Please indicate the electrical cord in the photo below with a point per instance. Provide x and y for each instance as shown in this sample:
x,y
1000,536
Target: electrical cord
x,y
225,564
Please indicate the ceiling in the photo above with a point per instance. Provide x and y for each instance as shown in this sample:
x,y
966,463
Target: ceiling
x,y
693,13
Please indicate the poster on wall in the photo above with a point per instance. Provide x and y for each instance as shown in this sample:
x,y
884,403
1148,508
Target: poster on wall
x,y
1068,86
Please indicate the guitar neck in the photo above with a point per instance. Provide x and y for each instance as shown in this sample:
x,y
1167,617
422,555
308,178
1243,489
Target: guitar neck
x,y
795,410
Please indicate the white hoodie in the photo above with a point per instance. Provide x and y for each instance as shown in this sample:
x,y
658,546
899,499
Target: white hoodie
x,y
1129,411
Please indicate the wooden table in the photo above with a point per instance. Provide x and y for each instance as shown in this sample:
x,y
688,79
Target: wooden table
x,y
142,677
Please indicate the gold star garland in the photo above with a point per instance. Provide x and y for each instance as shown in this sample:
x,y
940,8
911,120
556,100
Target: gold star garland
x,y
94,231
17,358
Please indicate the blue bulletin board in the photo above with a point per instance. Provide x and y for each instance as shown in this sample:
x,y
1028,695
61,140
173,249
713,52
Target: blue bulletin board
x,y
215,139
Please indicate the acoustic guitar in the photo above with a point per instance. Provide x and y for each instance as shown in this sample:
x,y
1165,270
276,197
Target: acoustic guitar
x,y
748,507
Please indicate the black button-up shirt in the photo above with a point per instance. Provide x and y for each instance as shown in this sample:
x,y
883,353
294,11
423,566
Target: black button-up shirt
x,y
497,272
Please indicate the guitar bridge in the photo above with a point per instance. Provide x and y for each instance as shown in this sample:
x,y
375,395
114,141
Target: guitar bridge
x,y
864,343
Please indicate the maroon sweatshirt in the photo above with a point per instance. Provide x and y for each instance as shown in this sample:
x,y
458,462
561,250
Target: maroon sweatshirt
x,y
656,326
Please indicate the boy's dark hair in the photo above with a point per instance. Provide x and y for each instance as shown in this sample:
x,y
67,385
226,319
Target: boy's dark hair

What you will do: Retype all of the records above without a single alteration.

Response area:
Please indicate the electrical cord in the photo below with a point per instance. Provide x and y for each instance as shown in this sample:
x,y
1000,536
Target: electrical cord
x,y
225,564
Please indicate the ceiling in the photo above with a point per instance. Provide x and y for each instance as shown in this sample:
x,y
966,463
Target: ceiling
x,y
693,13
Please indicate the poster on wall in the photo above with a point per instance. Provide x and y for each instance as shown in this sample:
x,y
884,403
1148,508
Target: poster on wall
x,y
1068,86
Please indicate the guitar neck in the photo above with a point per instance. Provide x and y for each instance as shown in this sample:
x,y
1167,617
422,555
308,178
1243,489
Target: guitar neck
x,y
795,410
Please indicate the white hoodie in the photo above with a point per instance. Provide x and y for each instance as shown in this sample:
x,y
658,546
899,499
Target: white hoodie
x,y
1129,411
Please indicate the wooden table in the photo above with a point per instance. Provide x and y for each instance as shown in this sample:
x,y
688,79
Target: wooden table
x,y
142,677
Please indicate the gold star garland in the photo above with a point per instance. Provide x and y for each instance as shown in this sample:
x,y
940,8
911,120
556,100
Target: gold star garland
x,y
94,231
17,358
Please indicate the blue bulletin board in the photo above with a point per instance. Provide x and y for each instance as shown in this sample:
x,y
1028,695
61,140
173,249
713,52
Target: blue bulletin board
x,y
215,139
Please indicate the acoustic guitar in the photo above with a point per instance. Provide x and y for each instance as shown in this sample:
x,y
1165,270
276,197
Target: acoustic guitar
x,y
748,507
Please indicate the black button-up shirt in the photo above with a point per instance. Provide x and y for each instance as shown in this sample:
x,y
883,353
294,11
423,566
Target: black button-up shirt
x,y
497,272
Please indicate the guitar bridge in the photo above with a point per instance. Provide x and y for each instance as shown in this sample:
x,y
375,395
114,141
Target: guitar bridge
x,y
864,343
Please indicate the maroon sweatshirt in the photo above with a point per instance. Provide x and y for each instance as shown in this sample:
x,y
458,462
561,250
Target: maroon sweatshirt
x,y
656,326
Please indicate the boy's dark hair in the photo above with a point per instance. Provide x and y for each instance as shown in this sample:
x,y
67,385
226,319
Target: boy's dark hair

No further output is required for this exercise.